### PROVIDED TEXT:

----

Calculates estimates from the Kalman filter (A.I. Glaser).

Option

PRINT = string tokens Controls printed output (xpredicted, xfiltered, deviance, residuals, gain, varpredictions, varfiltered, varresiduals); default *

Parameters

Y = variates, matrices or pointers Time series data
YTRANSITIONMATRIX = scalars, matrices or pointers Observation transition matrix, mapping the relationship between the current value of the state vector and the observation
YVCOVARIANCE = scalars, symmetricmatrices or pointers Observation error covariance matrix
XSTATETRANSITIONMATRIX = scalars, matrices or pointers State transition matrix, mapping the relationship between the current value of the state vector and its previous value
BXVCOVARIANCE = scalars, matrices or pointers State noise coefficient matrix
XVCOVARIANCE = scalars, symmetricmatrices or pointers State error covariance matrix
MEANINITIAL = scalars, variates or matrices Initial value of the mean of the state vector
VARINITIAL = scalars or symmetricmatrices Initial value of the variance-covariance matrix of the state vector
DEVIANCE = scalars To save the deviance of the model
XPREDICTED = matrices Saves the predicted (a priori) state estimate matrix
XFILTERED = matrices Saves the filtered (a posteriori) state estimate matrix
RESIDUALS = matrices Saves the matrix of residuals
GAIN = pointers Saves the Kalman gain matrix at each iteration
VARPREDICTIONS = pointers Saves the variances of the predicted state estimate matrix at each iteration
VARFILTERED = pointers Saves the variances of the filtered state estimate matrix at each iteration
VARRESIDUALS= pointers Saves the variances of the residuals at each iteration
SAVE = pointers Save structure which provides information for use in DKALMAN

Description

KALMAN performs the iterations from the time-varying or time-invariant Kalman filter using a square-root covariance filter algorithm.

The parameters contain the components of the state space model where data (Y) are assumed to be linked to an unknown state vector (X), see Method for further details.

The Y parameter specifies the values of the observations as a variate, a matrix (where each row contains the values at a specific time point) or a pointer to a set of variates.

The YTRANSITIONMATRIX parameter maps the state vector (X) onto the observation vector (Y), with residuals assumed to come from a (multivariate) Normal distribution with mean of zero and variance-covariance matrix YVCOVARIANCE.

The XSTATETRANSITIONMATRIX parameter gives the relationship between the state vector X at time t with that at time t-1. This is assumed to have residuals from a Normal distribution with mean zero and variance-covariance matrix specified by the BXVCOVARIANCE and XVCOVARIANCE parameters according to the equation

T(BXVCOVARIANCE) *+ XVCOVARIANCE *+ BXVCOVARIANCE

By default BXVCOVARIANCE is the identity matrix. A description of all the default combinations of these parameters is given in the Method Section, below.

----

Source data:
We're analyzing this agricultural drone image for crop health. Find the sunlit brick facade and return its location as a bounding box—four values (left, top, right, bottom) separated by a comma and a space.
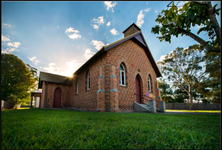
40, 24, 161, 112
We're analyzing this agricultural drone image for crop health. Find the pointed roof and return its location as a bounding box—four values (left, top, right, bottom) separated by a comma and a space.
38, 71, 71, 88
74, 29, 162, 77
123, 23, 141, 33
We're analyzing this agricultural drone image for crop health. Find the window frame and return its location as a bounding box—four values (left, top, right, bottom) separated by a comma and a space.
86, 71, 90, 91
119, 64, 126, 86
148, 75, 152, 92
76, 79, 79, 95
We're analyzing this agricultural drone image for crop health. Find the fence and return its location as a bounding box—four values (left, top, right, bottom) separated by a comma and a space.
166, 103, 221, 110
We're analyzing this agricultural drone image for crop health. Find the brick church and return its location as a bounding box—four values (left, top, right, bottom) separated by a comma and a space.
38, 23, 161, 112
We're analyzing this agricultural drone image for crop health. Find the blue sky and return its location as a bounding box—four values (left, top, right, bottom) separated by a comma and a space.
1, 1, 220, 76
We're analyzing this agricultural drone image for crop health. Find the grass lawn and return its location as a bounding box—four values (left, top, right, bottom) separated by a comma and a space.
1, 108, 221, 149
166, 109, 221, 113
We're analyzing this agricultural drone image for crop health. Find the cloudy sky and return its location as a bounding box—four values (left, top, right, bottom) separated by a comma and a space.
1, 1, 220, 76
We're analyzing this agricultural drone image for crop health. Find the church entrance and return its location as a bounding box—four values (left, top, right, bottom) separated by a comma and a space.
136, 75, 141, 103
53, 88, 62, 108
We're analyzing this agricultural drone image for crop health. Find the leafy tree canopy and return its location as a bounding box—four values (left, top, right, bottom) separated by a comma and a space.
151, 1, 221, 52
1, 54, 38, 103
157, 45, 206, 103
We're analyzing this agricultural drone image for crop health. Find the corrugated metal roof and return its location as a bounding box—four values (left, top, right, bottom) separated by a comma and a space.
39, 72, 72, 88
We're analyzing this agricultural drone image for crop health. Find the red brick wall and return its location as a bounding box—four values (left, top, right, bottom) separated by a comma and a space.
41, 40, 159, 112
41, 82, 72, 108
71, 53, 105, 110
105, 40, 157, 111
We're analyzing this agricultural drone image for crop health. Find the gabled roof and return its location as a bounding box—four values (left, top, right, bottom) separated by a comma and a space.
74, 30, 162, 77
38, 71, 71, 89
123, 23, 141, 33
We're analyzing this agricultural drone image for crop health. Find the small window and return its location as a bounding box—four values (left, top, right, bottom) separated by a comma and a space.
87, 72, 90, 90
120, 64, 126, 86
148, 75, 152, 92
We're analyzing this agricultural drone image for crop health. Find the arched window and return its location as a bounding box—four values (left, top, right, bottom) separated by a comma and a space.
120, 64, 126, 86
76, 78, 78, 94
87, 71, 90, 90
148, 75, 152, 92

----

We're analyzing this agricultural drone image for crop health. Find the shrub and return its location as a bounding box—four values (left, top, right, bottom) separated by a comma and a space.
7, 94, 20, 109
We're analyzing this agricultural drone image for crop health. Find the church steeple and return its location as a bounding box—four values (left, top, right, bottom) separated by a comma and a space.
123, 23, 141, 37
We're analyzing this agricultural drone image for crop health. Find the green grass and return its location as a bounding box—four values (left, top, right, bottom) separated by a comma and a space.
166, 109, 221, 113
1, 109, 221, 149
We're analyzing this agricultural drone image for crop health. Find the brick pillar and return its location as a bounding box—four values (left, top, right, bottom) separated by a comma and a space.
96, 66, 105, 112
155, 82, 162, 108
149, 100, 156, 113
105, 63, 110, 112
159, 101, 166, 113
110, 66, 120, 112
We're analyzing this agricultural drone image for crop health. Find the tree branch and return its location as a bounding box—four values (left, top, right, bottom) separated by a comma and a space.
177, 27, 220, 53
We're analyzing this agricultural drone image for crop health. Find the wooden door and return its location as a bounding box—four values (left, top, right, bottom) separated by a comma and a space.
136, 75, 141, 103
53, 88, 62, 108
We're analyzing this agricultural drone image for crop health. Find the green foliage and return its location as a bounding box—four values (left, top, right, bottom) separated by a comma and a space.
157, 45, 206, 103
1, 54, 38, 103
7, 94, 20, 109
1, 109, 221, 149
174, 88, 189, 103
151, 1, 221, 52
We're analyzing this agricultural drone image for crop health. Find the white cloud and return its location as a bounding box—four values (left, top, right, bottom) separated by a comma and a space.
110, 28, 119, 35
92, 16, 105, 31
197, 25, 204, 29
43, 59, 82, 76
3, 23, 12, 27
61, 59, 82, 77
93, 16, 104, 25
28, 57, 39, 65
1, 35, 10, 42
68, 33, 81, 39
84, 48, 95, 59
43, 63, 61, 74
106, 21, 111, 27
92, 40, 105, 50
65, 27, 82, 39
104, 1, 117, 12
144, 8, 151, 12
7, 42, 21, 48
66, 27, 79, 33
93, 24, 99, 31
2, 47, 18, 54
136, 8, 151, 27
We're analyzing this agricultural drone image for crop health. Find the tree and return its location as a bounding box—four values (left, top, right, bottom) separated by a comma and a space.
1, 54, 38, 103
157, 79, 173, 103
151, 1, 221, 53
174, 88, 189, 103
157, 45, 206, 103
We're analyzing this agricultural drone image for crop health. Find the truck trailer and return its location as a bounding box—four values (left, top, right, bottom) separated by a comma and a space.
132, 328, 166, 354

----

### PROBLEM SET:
• a. Reproduce the passage in the Kalman filter text word for word, starting with "By default BXVCOVARIANCE" and going on through "Method Section, below.".
• b. In the Kalman filter text, what kind of algorithm does KALMAN use to perform the filter iterations?
• c. Name every parameter in the Kalman filter text that saves something "at each iteration."

### SOLUTIONS TO THE EXERCISE:
• a.
By default BXVCOVARIANCE is the identity matrix. A description of all the default combinations of these parameters is given in the Method Section, below.

• b. A square-root covariance filter algorithm.

• c. GAIN, VARPREDICTIONS, VARFILTERED, VARRESIDUALS